# Instructions to follow:
Below are some entries. Output each one exactly as it appears.

- - - -

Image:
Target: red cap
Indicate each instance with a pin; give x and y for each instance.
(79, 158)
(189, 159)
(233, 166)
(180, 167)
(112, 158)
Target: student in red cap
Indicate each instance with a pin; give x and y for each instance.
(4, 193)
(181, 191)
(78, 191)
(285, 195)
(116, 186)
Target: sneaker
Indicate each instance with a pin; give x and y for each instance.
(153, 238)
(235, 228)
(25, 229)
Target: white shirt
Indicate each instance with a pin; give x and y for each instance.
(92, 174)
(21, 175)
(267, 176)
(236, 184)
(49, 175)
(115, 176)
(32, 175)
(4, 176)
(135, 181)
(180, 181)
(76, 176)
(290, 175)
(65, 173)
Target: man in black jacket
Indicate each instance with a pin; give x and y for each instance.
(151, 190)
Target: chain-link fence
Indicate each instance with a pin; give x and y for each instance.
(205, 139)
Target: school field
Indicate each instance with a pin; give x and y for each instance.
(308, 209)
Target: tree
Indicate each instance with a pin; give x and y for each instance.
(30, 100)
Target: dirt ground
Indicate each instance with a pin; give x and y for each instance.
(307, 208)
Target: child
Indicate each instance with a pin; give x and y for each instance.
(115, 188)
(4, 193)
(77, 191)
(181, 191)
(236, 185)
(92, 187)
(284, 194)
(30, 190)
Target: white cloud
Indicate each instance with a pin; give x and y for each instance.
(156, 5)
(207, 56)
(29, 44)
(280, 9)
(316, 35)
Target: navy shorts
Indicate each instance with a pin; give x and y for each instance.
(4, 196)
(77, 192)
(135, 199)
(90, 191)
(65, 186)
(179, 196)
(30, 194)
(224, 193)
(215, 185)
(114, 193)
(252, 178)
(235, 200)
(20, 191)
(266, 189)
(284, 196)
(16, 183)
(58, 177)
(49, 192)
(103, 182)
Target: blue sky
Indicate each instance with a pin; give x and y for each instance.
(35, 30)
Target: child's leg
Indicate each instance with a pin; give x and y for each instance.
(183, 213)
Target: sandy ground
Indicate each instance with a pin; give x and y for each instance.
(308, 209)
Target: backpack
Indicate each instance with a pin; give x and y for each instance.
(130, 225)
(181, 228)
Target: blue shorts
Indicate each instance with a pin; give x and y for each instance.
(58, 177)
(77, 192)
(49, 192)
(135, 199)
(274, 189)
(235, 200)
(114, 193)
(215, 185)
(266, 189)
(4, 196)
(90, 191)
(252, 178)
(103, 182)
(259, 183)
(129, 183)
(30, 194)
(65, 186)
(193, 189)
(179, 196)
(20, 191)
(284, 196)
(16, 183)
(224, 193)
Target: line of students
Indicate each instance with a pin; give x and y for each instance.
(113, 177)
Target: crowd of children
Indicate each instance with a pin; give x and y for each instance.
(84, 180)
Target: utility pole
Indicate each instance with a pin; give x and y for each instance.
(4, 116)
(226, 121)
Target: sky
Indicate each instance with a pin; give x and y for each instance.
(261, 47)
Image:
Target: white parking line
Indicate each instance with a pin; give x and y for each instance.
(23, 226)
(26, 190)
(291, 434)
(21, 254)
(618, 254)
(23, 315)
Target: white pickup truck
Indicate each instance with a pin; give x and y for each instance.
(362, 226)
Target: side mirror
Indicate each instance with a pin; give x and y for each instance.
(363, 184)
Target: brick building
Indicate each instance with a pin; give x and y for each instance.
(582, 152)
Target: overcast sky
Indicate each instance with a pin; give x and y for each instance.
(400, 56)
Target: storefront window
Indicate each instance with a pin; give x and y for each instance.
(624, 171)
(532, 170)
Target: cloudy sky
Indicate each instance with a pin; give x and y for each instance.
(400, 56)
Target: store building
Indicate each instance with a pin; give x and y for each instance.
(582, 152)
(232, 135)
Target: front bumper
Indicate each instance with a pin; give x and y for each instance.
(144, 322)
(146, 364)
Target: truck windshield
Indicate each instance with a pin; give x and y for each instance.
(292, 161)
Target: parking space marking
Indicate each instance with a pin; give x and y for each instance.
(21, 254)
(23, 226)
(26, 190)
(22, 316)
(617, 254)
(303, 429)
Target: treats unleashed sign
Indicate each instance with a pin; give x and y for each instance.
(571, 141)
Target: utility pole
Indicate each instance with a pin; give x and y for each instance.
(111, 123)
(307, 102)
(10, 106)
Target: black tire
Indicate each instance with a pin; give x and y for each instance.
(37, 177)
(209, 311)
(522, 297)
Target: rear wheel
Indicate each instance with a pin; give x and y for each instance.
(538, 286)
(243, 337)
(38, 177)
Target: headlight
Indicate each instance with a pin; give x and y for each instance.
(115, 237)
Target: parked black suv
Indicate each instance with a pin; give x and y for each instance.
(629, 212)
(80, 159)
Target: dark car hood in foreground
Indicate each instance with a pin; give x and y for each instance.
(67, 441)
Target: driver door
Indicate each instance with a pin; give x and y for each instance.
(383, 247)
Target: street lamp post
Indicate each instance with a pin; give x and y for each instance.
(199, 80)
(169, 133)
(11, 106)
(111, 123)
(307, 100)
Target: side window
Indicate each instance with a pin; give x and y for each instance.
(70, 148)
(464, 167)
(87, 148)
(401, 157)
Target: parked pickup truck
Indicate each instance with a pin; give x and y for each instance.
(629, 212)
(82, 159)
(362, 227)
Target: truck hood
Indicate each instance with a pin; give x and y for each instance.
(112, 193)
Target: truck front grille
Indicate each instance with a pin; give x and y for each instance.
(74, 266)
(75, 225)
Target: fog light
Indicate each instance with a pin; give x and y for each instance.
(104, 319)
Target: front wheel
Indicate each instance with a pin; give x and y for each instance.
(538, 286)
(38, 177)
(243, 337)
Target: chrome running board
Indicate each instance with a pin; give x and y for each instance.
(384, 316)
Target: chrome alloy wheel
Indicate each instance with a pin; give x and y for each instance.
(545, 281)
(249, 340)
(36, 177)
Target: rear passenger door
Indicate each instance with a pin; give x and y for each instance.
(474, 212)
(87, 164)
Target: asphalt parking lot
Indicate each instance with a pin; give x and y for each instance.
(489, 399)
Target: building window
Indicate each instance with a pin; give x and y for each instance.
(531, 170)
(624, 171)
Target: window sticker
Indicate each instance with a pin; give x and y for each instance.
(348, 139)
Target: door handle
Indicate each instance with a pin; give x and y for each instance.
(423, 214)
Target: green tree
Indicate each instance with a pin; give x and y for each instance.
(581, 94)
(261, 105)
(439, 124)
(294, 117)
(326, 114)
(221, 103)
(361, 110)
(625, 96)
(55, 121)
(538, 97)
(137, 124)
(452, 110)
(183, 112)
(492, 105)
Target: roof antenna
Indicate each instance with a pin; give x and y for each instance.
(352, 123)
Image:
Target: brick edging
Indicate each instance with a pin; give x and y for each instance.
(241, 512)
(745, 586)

- - - -

# Finished answer:
Image:
Target: red cap
Indicate each instance with a pin; give x and y for each instance.
(79, 158)
(189, 159)
(233, 166)
(180, 167)
(112, 158)
Target: student in red cap
Indicate each instance with a pin; give x and y for each instance.
(4, 193)
(181, 191)
(78, 191)
(285, 195)
(116, 186)
Target: sneaker
Indicate each instance with a pin; give x and y for each instance.
(153, 238)
(235, 228)
(25, 229)
Target: white shirt
Indicate each instance with a pin; give x and y for each instance.
(92, 174)
(21, 175)
(267, 176)
(236, 184)
(49, 175)
(115, 176)
(32, 175)
(4, 176)
(135, 181)
(180, 181)
(76, 176)
(290, 175)
(65, 173)
Target: man in black jacket
Indicate each instance with a pin; give x and y for each instance.
(151, 190)
Target: chain-link fence
Indicate each instance with a pin; give x and y for each instance.
(205, 139)
Target: school field
Indicate each instance with a pin; give x and y for each instance.
(308, 209)
Target: tree
Indicate each instance with a pin; give x and y for each instance.
(30, 100)
Target: dirt ground
Indicate each instance with a pin; give x and y for each instance.
(307, 208)
Target: child
Indicate each instance with a pin; give x and y for each instance.
(115, 188)
(4, 193)
(77, 191)
(181, 191)
(236, 185)
(92, 187)
(284, 194)
(30, 190)
Target: white cloud
Indicate each instance with a pin; give x and y for each instance.
(156, 5)
(207, 56)
(29, 44)
(280, 9)
(316, 35)
Target: navy shorts
Indicate each instance with a pin; give x and y for each instance.
(4, 196)
(77, 192)
(135, 199)
(90, 191)
(65, 186)
(179, 196)
(30, 194)
(224, 193)
(215, 185)
(114, 193)
(252, 178)
(235, 200)
(20, 191)
(266, 189)
(284, 196)
(16, 183)
(58, 177)
(49, 192)
(103, 182)
Target: blue sky
Indicate each instance with a pin; give x and y for each instance.
(35, 30)
Target: child's leg
Indicate each instance with a pin; give x and y for each instance.
(183, 213)
Target: sandy ground
Indicate each instance with a pin; give x and y for each instance.
(308, 209)
Target: backpack
Indicate each instance with a pin; give x and y for each instance.
(130, 225)
(181, 228)
Target: blue shorts
Indicate each instance with a pin; give x and y for each instance.
(58, 177)
(77, 192)
(49, 192)
(135, 199)
(274, 189)
(235, 200)
(114, 193)
(215, 185)
(266, 189)
(4, 196)
(90, 191)
(252, 178)
(103, 182)
(259, 183)
(129, 183)
(30, 194)
(65, 186)
(193, 189)
(179, 196)
(20, 191)
(284, 196)
(16, 183)
(224, 193)
Target: line of students
Indicate each instance with a pin; give x and y for each instance.
(113, 177)
Target: crowd of children
Indicate each instance with a pin; give x and y for each instance.
(84, 180)
Target: utility pole
Indicate each instance with a pin; give x and y for each instance.
(4, 116)
(226, 121)
Target: sky
Indicate each instance with a pin; give x and y for each instance.
(261, 47)
Image:
Target: white parking line
Indicate each instance with a pin; give x and y for each instance.
(23, 226)
(26, 190)
(291, 434)
(21, 254)
(618, 254)
(23, 315)
Target: white pickup truck
Indicate each instance with a pin; give x and y for each instance.
(362, 226)
Target: side mirror
Indicate each instance with a pin; give x and y for each instance.
(363, 184)
Target: brick building
Indicate each instance with a pin; give x and y for each instance.
(582, 152)
Target: overcast sky
Indicate each instance with a pin; give x and y for each instance.
(400, 56)
Target: storefront window
Indicate each instance with a pin; give x and y for each instance.
(624, 171)
(532, 170)
Target: cloudy sky
Indicate each instance with a pin; give x and y for each instance.
(400, 56)
Target: store building
Indicate each instance with a pin; give x and y for each instance.
(582, 152)
(232, 135)
Target: front bumper
Indicate each instance with a pin; give x and y for each instance.
(144, 322)
(146, 364)
Target: truck windshield
Indicate each instance with a pin; give x and y for each instance.
(292, 161)
Target: parking space marking
Indicate each instance with a pin; give x and y for each instance.
(21, 254)
(23, 226)
(26, 190)
(22, 316)
(617, 254)
(303, 429)
Target: treats unleashed sign
Indicate each instance with a pin; give x and y for each instance.
(571, 141)
Target: utility pole
Indicate each instance with a pin; give x and y for each instance.
(111, 123)
(307, 102)
(10, 106)
Target: black tire
Indicate each instance with a pin; give x and y for each instance.
(37, 177)
(209, 311)
(522, 297)
Target: rear wheel
Indicate each instance with a pin; give x and y for each instance.
(538, 286)
(243, 337)
(38, 177)
Target: headlight
Indicate each instance with a pin; give x and y for each instance.
(115, 237)
Target: parked black suv
Indicate each instance with a pin; give x and y for each instance.
(629, 212)
(80, 159)
Target: dark car hood in foreground
Indicate each instance with a pin; give x and y for each instance.
(67, 441)
Target: driver door
Indicate each instance with a pin; give x and y for each instance.
(383, 247)
Target: street lamp post
Indicate each instance with a pin; give x and y for each instance.
(199, 80)
(169, 133)
(11, 106)
(111, 123)
(307, 100)
Target: side window
Indicate each instance with a pin; give x and y for each instance.
(70, 148)
(464, 167)
(87, 148)
(401, 157)
Target: parked pickup truck
Indicate each instance with a pin; give x and y for each instance.
(629, 212)
(82, 159)
(362, 227)
Target: truck hood
Indicate each instance with a pin; give x and y for each instance.
(112, 193)
Target: truck front grille
Indicate each instance with a pin; give x and y for each instance.
(74, 266)
(75, 225)
Target: fog light
Indicate each instance with a pin; give x and y for each instance.
(104, 319)
Target: front wheel
Indicate each instance with a pin; give x and y for each instance.
(538, 286)
(38, 177)
(243, 337)
Target: chrome running board
Indicate each instance with a pin; give x and y for each instance.
(384, 316)
Target: chrome alloy wheel
Indicate each instance with a pin; give x and y for each instance.
(545, 281)
(249, 340)
(36, 177)
Target: rear passenger door
Indicate each instance with a pin; give x and y for each instance.
(474, 212)
(87, 164)
Target: asphalt parking lot
Indicate each instance with a pin; give x and y for each instance.
(489, 399)
Target: building window
Indicate each instance with a pin; give x and y for each instance.
(531, 170)
(624, 171)
Target: window sticker
Indicate each instance with a pin; give x and y for each instance.
(348, 139)
Target: door handle
Indicate each instance with a pin; give x and y for each instance.
(423, 214)
Target: green tree
Indicate each instance with a pin; give x and y for each instance.
(581, 94)
(261, 105)
(439, 124)
(294, 117)
(326, 114)
(221, 103)
(361, 110)
(625, 96)
(55, 121)
(538, 97)
(137, 124)
(452, 110)
(183, 112)
(492, 105)
Target: roof antenna
Indicate each instance with a pin; give x and y for each instance.
(352, 123)
Image:
Target: brick edging
Indicate each instance with a pin; give x and y for each instance.
(241, 512)
(745, 586)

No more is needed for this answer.